(Point localization data)
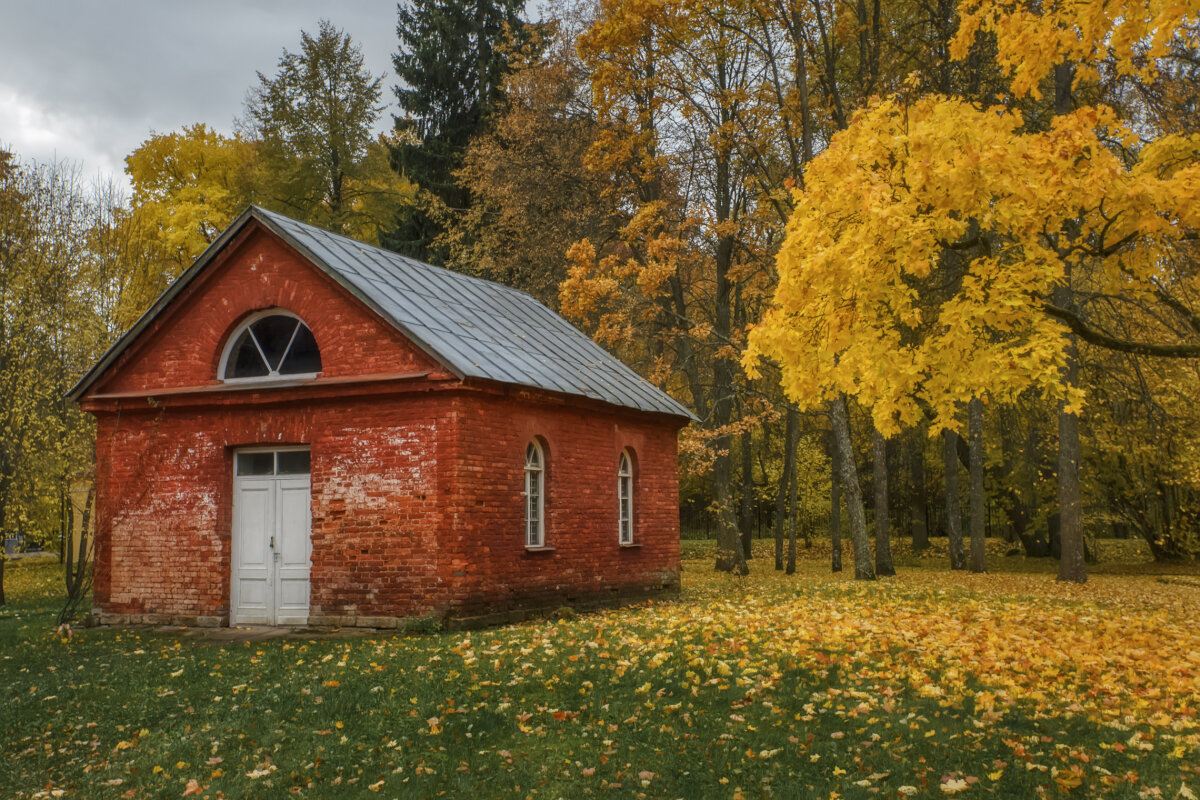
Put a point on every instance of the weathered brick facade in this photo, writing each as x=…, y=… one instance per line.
x=417, y=476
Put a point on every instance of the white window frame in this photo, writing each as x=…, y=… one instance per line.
x=625, y=498
x=273, y=377
x=534, y=495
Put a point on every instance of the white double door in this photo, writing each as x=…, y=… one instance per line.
x=271, y=537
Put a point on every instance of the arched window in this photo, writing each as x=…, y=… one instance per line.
x=535, y=486
x=625, y=499
x=271, y=346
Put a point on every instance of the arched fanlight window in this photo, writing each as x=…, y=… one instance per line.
x=625, y=499
x=534, y=493
x=271, y=346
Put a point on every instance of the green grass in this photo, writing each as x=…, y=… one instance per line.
x=762, y=687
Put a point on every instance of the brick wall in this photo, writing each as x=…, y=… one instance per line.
x=417, y=505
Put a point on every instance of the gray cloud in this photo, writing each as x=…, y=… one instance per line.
x=90, y=80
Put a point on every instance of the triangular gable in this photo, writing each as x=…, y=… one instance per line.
x=473, y=328
x=117, y=358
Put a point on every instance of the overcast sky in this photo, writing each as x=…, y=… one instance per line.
x=89, y=80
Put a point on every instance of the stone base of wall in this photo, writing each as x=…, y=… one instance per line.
x=462, y=619
x=565, y=608
x=189, y=620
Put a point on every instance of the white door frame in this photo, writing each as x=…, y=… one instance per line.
x=271, y=545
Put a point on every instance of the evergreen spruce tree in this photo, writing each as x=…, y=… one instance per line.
x=451, y=64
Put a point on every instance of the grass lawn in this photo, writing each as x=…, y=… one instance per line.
x=929, y=684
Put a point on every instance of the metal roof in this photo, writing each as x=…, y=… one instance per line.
x=477, y=329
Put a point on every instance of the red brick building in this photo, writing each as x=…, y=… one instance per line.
x=310, y=429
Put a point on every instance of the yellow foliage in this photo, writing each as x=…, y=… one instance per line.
x=1031, y=38
x=928, y=240
x=190, y=185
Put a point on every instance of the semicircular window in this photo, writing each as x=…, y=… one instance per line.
x=271, y=347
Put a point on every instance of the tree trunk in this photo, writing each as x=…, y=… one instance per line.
x=730, y=555
x=862, y=547
x=975, y=433
x=792, y=517
x=882, y=543
x=1071, y=506
x=834, y=507
x=953, y=512
x=918, y=506
x=747, y=522
x=790, y=426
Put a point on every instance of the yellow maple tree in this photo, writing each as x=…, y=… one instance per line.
x=907, y=186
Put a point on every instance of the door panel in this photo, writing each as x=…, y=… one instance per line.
x=271, y=546
x=293, y=549
x=252, y=560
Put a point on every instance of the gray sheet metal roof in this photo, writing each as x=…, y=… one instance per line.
x=477, y=329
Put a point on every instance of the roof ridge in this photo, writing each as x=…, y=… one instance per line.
x=393, y=254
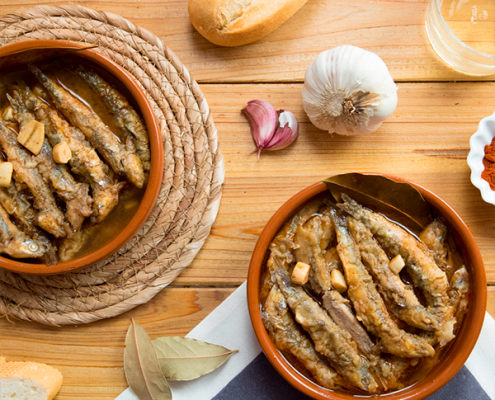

## What the task requires
Write out each entry exactly as given, but skip the pictures.

## Answer box
Put a point on every instance of the weathered brick facade in this photo, writing each as x=…, y=… one instance per line.
x=417, y=476
Put a point on every instance of the white window frame in this photo, writing each as x=…, y=… one instance per line.
x=625, y=498
x=273, y=377
x=534, y=495
Put a point on every instance of the white double door in this photo, writing each as x=…, y=… one instance per line.
x=271, y=537
Put a point on every instance of the arched window in this photo, writing each as x=…, y=… one instance per line.
x=535, y=486
x=625, y=499
x=271, y=346
Put a point on every instance of the arched fanlight window in this photo, writing each as x=…, y=… one instance per line.
x=625, y=499
x=534, y=493
x=271, y=346
Put a point on every instance of the green grass in this photo, writing each as x=…, y=… one instance per line.
x=762, y=687
Put a point on every instance of the brick wall in this photo, writing each as x=…, y=… one instance per line.
x=417, y=505
Put a point on every instance of the gray cloud in this photo, writing each as x=…, y=… one instance per line.
x=90, y=80
Put a point on every instance of the triangular gable in this photo, writing each as x=…, y=… one instance per line.
x=473, y=328
x=117, y=358
Put a point on every instance of the overcast sky in this photo, writing each as x=…, y=… one instance per line.
x=89, y=80
Put a point on every instance of the stone base of wall in this photo, writing each as x=…, y=… one instance per line.
x=462, y=619
x=565, y=608
x=189, y=620
Put a point on every instance of the white door frame in this photo, writing each as x=…, y=… one instance per line.
x=271, y=545
Put a point on every instance of the evergreen spruce tree in this photo, writing each as x=…, y=… one instance per line.
x=451, y=64
Put a point on every instance of the grass lawn in this photo, writing each as x=…, y=… one instance per line.
x=929, y=684
Put a point on every instance of the metal roof in this photo, writing each as x=…, y=… one instance per line.
x=477, y=329
Put a point on every instance of the red brick building in this photo, writing each as x=…, y=… one instance per line.
x=310, y=429
Put a point on every instance of the yellow foliage in this photo, writing each as x=…, y=… one instance per line.
x=1031, y=38
x=928, y=240
x=190, y=185
Put a point on every instance of the semicircular window in this photo, writing each as x=…, y=… one instance per line.
x=271, y=347
Put a point on every instance of the tree trunk in this photo, writing each as x=…, y=… one instance per line.
x=730, y=555
x=862, y=547
x=975, y=433
x=792, y=517
x=882, y=543
x=1071, y=506
x=834, y=507
x=953, y=512
x=918, y=506
x=747, y=522
x=790, y=426
Put a point on every instance of the yellow maple tree in this photo, writing each as x=…, y=… one instance per line.
x=907, y=186
Put a point on every instance of the door panel in this photo, writing each as x=…, y=… one instance per line.
x=271, y=546
x=293, y=549
x=252, y=560
Put a point on every instance of the gray sheet metal roof in this photo, writing each as x=…, y=… one instance per line.
x=477, y=329
Put a point on every instance of the roof ridge in this photo, writing each as x=…, y=… one instance per line.
x=393, y=254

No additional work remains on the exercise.